» **INSTRUCTIONS FOR THE TASK**
Please copy out every record below, reproducing each line word for word and in the same order.

» **DATA SUPPLIED**
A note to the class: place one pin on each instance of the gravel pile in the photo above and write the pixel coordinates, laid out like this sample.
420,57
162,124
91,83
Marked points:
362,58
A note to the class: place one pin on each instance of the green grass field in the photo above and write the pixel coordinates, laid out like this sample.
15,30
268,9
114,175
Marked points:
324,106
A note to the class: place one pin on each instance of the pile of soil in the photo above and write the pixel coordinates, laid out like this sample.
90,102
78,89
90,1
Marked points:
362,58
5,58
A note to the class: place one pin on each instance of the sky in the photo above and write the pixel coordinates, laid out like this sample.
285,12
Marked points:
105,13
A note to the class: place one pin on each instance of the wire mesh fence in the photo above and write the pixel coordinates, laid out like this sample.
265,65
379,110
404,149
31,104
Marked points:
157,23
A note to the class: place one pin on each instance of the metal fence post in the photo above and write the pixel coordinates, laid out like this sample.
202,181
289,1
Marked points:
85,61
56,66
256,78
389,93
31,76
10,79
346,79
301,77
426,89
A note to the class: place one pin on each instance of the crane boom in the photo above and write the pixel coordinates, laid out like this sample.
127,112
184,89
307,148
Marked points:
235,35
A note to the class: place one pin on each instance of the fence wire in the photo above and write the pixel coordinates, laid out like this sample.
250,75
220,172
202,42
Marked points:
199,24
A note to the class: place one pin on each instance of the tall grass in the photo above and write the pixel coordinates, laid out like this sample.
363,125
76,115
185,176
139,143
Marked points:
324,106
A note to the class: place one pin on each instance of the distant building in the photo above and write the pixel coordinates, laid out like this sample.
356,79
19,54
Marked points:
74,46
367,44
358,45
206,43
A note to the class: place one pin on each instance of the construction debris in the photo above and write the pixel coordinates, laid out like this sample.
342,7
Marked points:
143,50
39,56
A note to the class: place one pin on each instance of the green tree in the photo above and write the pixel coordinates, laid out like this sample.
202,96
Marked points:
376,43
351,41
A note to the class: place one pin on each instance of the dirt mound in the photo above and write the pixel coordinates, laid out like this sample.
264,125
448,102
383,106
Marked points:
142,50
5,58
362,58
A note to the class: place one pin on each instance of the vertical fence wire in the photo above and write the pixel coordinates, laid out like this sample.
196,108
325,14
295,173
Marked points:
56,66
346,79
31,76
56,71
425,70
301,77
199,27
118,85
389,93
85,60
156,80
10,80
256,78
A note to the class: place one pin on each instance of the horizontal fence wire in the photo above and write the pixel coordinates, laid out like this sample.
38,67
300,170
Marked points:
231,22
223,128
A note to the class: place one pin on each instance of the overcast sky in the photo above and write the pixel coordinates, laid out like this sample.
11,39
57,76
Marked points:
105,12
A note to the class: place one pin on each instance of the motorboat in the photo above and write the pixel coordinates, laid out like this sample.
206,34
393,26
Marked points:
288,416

» **COMPLETED TASK**
A note to the class: place one pin on each instance of the gravel pile in the photo above and write the pixel coordinates, laid out like this sample.
420,57
162,124
91,83
Marked points:
362,58
A note to the class: place one pin on each instance of the green grass field in the photo above and write the pixel coordinates, laid out like this sample.
15,30
268,9
114,175
Marked points:
324,106
A note to the class: place one pin on each instance of the pile of soil in the photo above and write the pixel coordinates, laid out like this sample.
90,102
78,89
90,1
Marked points:
362,58
5,58
A note to the class: place one pin on each instance of the sky in the photo above and write the pixel coordinates, laid out like this sample.
285,12
Marked points:
105,13
A note to the class: place one pin on each instance of the wire mesh fence in the photo above and write the pixel coordinates, laid out like this sample.
265,65
379,110
404,149
31,104
Marked points:
157,23
A note to the class: place one pin on each instance of the metal fence post in the photo above and write the pixel coordinates, laid out like this sample.
202,181
289,1
Marked points:
85,61
56,66
256,78
389,93
31,76
10,79
346,79
301,77
426,89
A note to the class: place one pin on each instance of the crane boom in the photo above and write the pixel coordinates, laid out like this sample.
127,112
184,89
307,148
Marked points:
235,35
A note to the class: place one pin on each instance of the fence wire in the photo above and write the pixel coordinates, laid out like this sample.
250,75
220,172
202,42
Marked points:
199,24
A note to the class: place one pin on each instance of the tall grass in the photo above and write the pixel coordinates, laid out like this sample.
363,125
76,115
185,176
139,143
Marked points:
324,106
A note to the class: place one pin on each instance of the distant building in the photo above and write the pixel coordinates, laid out like this sample.
356,79
19,54
Marked points:
74,46
367,44
358,45
206,43
A note to the class: place one pin on each instance of the construction debris in the photo above and write the pixel coordinates, laid out like this sample.
342,7
Marked points:
143,50
39,56
A note to the class: place one pin on each instance of the green tree in the photo above and write the pixel coordinates, laid out like this sample.
202,96
Marked points:
376,43
351,41
A note to the class: place one pin on each instance of the dirt mound in the photo above and write the pixel coordinates, laid out like this sample.
264,125
448,102
383,106
Marked points:
142,50
5,58
362,58
A note to the class: place one pin on each instance of the vertical fence wire in the photo above and write the pixel coordinates, laid out like this sample.
196,108
325,14
295,173
Marked points:
56,66
346,79
31,76
56,71
425,70
301,77
199,27
118,85
389,93
85,60
156,80
10,80
256,78
A note to the class: place one pin on each instance of the horizontal fence wire in the photo above and write the pixel coordinates, laid out like this sample.
38,67
300,170
Marked points:
231,22
223,128
A note to the class: place one pin on each instance of the overcast sky in the photo above and write the pixel coordinates, laid out like this sample.
11,39
57,76
Marked points:
105,12
A note to the class: place one pin on each instance of the motorboat in the photo above and write the pixel coordinates, laid out like this sample.
206,34
393,26
Marked points:
288,416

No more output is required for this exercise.